● THE REQUEST
Rewrite the part of the records below that opens with the line containing "of the window" and runs through the end of the records as a Markdown table with the columns "Row" and "Line", giving each line its own row number and leaving out blank lines.

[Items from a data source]
>> Begin

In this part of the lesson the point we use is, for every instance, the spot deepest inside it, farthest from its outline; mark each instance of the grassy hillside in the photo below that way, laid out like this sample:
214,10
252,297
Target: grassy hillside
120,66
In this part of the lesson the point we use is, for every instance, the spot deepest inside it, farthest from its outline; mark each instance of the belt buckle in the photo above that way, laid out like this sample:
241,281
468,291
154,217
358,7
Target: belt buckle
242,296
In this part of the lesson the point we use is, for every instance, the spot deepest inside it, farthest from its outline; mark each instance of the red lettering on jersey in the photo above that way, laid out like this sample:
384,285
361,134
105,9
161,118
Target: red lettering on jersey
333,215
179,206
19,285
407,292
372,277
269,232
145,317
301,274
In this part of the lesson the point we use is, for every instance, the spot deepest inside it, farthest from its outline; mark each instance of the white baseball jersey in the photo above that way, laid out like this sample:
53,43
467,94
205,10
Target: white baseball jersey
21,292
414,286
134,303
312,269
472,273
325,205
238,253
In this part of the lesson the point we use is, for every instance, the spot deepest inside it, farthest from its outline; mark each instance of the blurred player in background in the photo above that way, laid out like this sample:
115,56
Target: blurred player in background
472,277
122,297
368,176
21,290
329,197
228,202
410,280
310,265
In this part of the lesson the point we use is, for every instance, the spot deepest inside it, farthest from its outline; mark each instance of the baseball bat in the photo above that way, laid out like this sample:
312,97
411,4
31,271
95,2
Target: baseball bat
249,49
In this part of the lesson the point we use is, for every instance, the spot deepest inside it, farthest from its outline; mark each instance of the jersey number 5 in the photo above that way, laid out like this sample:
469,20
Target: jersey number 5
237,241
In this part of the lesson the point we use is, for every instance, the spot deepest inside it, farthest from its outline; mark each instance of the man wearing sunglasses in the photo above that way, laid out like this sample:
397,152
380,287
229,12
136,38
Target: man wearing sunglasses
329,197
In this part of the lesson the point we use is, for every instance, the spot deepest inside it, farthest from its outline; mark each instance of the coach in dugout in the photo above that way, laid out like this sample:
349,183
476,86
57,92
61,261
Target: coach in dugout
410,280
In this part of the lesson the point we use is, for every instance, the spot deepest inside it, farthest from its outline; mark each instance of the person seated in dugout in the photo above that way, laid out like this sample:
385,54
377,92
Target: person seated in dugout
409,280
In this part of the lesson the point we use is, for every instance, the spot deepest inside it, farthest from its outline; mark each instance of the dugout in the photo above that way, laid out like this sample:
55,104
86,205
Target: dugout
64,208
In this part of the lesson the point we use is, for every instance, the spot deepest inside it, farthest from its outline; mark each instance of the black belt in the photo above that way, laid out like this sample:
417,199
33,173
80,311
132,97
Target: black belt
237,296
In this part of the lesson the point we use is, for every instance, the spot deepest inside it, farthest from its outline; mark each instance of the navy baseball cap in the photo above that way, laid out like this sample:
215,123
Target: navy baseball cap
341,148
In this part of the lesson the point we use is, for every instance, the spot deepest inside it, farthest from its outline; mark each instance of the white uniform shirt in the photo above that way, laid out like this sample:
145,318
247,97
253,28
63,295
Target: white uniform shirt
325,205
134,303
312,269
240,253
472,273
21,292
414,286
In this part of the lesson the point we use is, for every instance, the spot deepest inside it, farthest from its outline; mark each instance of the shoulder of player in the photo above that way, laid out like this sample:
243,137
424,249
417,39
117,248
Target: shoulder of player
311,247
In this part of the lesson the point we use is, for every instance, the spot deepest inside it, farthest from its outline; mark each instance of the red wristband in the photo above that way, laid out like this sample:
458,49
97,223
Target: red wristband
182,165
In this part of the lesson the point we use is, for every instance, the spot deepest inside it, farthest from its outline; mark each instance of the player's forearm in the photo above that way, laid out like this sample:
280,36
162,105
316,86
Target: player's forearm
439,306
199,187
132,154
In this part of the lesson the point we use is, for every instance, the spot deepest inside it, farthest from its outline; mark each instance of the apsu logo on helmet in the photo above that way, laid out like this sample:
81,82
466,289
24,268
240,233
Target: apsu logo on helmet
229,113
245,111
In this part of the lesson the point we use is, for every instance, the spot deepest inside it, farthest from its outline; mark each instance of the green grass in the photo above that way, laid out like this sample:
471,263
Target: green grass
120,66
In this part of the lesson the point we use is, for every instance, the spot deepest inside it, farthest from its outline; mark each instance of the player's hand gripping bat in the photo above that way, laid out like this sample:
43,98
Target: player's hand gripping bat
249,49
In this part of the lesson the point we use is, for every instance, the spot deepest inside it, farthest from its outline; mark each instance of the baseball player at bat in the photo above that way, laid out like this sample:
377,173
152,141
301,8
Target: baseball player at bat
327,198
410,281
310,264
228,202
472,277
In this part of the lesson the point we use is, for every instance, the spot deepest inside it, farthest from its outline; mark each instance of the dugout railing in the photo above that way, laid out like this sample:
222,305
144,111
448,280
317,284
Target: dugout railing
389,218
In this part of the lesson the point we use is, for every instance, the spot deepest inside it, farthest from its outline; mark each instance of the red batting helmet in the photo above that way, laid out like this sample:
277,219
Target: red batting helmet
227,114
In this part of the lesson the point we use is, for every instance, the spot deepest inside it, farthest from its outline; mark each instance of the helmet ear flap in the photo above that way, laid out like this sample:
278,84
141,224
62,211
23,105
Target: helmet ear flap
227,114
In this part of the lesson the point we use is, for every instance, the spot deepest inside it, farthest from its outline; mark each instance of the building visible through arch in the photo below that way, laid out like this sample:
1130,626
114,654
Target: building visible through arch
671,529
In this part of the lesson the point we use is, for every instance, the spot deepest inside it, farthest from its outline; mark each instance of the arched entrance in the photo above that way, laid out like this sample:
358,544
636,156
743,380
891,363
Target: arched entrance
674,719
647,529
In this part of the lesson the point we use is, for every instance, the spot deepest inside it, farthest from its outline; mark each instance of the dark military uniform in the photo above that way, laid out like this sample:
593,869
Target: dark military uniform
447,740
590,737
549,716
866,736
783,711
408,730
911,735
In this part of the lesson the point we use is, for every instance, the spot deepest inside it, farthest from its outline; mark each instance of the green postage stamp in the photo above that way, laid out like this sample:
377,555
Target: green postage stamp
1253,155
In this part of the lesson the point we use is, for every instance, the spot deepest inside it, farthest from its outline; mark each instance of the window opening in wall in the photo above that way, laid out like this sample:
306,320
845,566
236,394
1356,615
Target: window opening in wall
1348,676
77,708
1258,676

>> End

● THE RESPONSE
| Row | Line |
|---|---|
| 1 | In this part of the lesson the point we use is, for every instance, the spot deepest inside it, farthest from its outline; mark each instance of the window opening in wall in the photo above that way, laid out like this sample: |
| 2 | 306,320 |
| 3 | 845,566 |
| 4 | 236,394 |
| 5 | 1356,615 |
| 6 | Target: window opening in wall |
| 7 | 1348,676 |
| 8 | 77,708 |
| 9 | 1258,676 |